Check each line of the records for "instance"; collect those that have it.

※ ※ ※

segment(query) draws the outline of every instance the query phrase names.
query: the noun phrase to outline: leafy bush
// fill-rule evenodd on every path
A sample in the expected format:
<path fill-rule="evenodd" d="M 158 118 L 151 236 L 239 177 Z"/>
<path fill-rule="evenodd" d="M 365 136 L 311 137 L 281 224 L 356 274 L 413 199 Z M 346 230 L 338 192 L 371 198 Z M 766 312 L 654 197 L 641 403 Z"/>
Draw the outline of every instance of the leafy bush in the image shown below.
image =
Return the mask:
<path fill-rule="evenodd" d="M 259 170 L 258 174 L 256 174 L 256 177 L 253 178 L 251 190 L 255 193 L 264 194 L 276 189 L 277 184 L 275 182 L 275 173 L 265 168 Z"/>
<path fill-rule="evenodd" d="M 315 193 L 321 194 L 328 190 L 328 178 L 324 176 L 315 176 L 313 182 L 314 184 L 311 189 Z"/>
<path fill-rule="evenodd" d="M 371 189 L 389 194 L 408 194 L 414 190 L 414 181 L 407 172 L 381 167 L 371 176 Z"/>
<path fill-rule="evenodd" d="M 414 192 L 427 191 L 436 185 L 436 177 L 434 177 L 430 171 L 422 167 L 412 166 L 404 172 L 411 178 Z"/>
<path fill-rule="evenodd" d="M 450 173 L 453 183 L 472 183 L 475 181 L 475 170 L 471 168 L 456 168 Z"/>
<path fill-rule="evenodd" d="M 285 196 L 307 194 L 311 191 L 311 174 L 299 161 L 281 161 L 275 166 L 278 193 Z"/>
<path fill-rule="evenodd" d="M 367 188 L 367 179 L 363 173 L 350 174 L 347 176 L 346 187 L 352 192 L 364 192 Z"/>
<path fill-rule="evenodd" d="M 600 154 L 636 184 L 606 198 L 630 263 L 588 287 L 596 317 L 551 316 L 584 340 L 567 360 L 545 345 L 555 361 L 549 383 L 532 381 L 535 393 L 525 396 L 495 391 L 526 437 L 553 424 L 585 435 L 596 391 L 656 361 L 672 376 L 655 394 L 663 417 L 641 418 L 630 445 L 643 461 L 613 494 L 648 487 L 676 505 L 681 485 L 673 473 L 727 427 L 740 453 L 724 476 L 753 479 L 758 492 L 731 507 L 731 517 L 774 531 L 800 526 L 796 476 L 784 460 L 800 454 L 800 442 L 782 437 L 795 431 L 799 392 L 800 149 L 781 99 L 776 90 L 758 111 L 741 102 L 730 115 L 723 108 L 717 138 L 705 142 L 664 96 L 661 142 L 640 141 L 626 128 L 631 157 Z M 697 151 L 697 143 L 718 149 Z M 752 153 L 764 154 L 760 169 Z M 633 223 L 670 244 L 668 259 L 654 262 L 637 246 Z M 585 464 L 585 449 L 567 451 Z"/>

※ ※ ※

-- RESPONSE --
segment(query) draws the outline of every instance the query phrase names.
Draw the outline of every instance of the leafy bush in the image shown below.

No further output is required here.